#### [ACTION ITEM]
In the course requirements text, what is the most credit ICS 350I Individualized Internship can count for?

Segment Start: SELECTED TEXT

Full course description for Operating Systems
This course focuses on the theory and practice of effectively and efficiently building software systems that satisfy the requirements placed upon them by customers. This course gives an overview of the software lifecycle and introduces various process models used to develop software.
Full course description for Software Engineering and Capstone Project
Electives (8 credits) or Approved Minor
Either eight credits of approved upper-division electives, or complete a minor in a field approved by the academic advisor, is required for the Computer Science major.
Elective Option (8 credits)
Students are required to take a minimum of 8 credits of elective courses as part of the major and a means to meet the 24 credit upper division course requirement. Consult with academic advisor on acceptable electives.
• At least 4 credits of electives must come from any 300-level or higher CYBR ICS courses, not already required for the major, with the following exceptions: ICS 350I, ICS 370, ICS 381, ICS 383, ICS 390, and ICS 495.
• Repeatable exceptions: ICS 490 Special Topics in Information and Computer Sciences and ICS 492 Seminar on Emerging Technologies may be taken more than once for elective credit, so long as the topics differ.
• Any upper division Mathematics or Statistics course may be used as an elective except for internships and seminars.
• Internship/Residency: A maximum of 4-credits in ICS 350I Individualized Internship may be spread over 1-3 semesters.
Work with your academic advisor to assess if the minor option is appropriate for your degree and career plan. Students are allowed to have up to 8 credits overlapped with their current or previously completed major or minors.

Segment End: SELECTED TEXT
Segment Start: GIVEN MATERIAL

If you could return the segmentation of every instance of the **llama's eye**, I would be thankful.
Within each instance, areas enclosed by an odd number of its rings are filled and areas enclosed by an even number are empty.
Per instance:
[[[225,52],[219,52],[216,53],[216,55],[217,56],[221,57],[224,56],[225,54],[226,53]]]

Segment End: GIVEN MATERIAL

#### [FINISHED TASK]
A maximum of 4 credits, which may be spread over 1-3 semesters.